Enunciado da tarefa: No trecho do documento sobre o título "Somos os que tiveram sorte", qual palavra desse título é considerada intrigante?

*** Trecho do documento

Eu, sinceramente, não sei de onde eles tiravam forças para continuar. Sendo tratados como bichos, ignorados por vizinhos e amigos que eram próximos até dias atrás, sendo submetidos a todo tipo de atrocidades e injustiças. Primeiro fecham o comércio dos pais e os outros são demitidos de seus empregos, depois eles são expulsos da casa da família pelos alemães e precisam alugar um apartamento minúsculo no “bairro judeu”. São marcados, recebem ração para sobreviver, são enviados para diversos trabalhos braçais. São separados, espancados, presos. São enviados aos guetos, aos campos de trabalho. Estão magros, esqueléticos, morrem se desmaiam de exaustão e caem na rua, morrem no trabalho – de frio, de fome, de várias doenças. Os corpos são descartados, queimados. Alemães começam a matar judeus por esporte.

Eu torci por cada um deles, sofri com cada um deles, queria muito que todos eles sobrevivessem. O título “Somos os que tiveram sorte” deixa a esperança de que a família, ou a maior parte dela, sobreviva. Embora “sorte” seja uma palavra intrigante para se usar nesse título, afinal, não se podia chamar de sorte, ser judeu e viver na Europa ocupada pelos alemães. Isso torna o título ainda muito mais triste e impactante.

******
*** Dados fornecidos

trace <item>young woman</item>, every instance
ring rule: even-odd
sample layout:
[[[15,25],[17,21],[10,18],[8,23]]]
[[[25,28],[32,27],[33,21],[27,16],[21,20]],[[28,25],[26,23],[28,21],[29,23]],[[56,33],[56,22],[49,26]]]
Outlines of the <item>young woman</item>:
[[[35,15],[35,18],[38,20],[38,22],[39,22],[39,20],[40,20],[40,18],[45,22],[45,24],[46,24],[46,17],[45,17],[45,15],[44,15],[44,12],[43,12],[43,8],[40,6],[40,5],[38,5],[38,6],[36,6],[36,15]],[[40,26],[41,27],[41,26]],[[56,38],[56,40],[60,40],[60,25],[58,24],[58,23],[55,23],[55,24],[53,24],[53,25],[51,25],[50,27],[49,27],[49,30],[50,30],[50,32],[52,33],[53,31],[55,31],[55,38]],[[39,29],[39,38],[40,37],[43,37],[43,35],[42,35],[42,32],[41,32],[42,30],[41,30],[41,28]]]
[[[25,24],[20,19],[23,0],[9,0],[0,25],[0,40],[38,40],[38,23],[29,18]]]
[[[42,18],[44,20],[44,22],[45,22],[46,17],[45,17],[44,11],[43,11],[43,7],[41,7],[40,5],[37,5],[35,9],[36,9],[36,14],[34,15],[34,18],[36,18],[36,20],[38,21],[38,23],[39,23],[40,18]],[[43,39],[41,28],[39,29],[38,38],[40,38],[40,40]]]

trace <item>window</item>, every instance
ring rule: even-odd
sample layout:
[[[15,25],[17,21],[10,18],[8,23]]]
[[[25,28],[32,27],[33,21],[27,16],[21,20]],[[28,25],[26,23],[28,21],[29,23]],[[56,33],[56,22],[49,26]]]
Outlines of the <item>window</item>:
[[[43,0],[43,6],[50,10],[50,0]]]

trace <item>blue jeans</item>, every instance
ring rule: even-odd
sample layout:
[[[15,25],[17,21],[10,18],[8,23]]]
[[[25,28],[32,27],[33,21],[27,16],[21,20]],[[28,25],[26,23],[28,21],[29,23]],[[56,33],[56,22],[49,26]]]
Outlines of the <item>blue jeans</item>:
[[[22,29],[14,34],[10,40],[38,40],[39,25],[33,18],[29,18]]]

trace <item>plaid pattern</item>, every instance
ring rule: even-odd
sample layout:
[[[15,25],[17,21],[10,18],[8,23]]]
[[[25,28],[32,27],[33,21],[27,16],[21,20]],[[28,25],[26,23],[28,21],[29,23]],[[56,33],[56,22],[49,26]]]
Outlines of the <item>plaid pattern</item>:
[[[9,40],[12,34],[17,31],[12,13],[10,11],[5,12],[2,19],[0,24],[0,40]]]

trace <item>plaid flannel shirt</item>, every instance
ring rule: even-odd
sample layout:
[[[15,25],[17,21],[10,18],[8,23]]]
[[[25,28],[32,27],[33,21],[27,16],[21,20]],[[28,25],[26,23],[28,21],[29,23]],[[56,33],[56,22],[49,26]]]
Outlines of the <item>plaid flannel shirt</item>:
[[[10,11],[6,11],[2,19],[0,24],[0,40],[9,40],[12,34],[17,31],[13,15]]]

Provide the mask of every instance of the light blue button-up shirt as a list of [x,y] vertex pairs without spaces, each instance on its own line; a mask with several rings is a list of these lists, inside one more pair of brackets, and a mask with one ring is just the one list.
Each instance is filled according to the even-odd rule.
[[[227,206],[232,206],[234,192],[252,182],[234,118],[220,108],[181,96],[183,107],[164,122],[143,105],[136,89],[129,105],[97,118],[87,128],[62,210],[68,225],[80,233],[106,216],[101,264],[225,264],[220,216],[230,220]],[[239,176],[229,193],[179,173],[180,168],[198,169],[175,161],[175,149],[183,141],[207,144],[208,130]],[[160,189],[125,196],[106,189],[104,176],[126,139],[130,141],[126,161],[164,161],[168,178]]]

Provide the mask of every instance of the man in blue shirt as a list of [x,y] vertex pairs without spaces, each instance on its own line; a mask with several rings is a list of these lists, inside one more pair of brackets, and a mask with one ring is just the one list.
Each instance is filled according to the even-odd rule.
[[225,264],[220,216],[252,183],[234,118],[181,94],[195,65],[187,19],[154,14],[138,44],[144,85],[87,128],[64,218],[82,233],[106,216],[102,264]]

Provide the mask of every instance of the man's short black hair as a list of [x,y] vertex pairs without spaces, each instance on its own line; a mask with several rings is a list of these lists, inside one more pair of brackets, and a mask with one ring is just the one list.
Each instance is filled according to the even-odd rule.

******

Resultado do exercício: A palavra "sorte".